### PROBLEM TO WORK ON
Find every line in the entries below that contains the word "white", and copy each of those lines. Matching is case-sensitive.

### DATA LISTING
----------

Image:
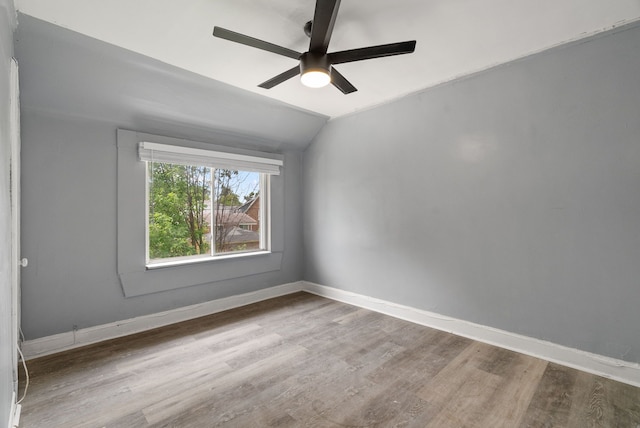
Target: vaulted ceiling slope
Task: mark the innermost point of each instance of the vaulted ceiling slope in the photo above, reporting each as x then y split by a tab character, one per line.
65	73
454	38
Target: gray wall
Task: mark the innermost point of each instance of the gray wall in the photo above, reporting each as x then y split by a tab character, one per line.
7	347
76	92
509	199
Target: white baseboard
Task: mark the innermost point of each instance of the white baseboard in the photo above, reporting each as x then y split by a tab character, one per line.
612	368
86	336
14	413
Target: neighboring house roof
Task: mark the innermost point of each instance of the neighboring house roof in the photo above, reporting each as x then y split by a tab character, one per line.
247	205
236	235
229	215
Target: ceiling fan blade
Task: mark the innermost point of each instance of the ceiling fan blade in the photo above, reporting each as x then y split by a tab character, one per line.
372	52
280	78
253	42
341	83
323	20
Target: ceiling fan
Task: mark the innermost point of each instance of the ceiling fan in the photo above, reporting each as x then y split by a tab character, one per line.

----------

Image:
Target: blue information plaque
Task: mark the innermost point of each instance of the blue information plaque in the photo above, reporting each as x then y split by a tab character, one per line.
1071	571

----------

### THE SOLUTION
Target: white baseboard
Task: mark the innermost point of each instance of the white baseboard in the photo above, reporting each as x then y split by a tab character, one per line.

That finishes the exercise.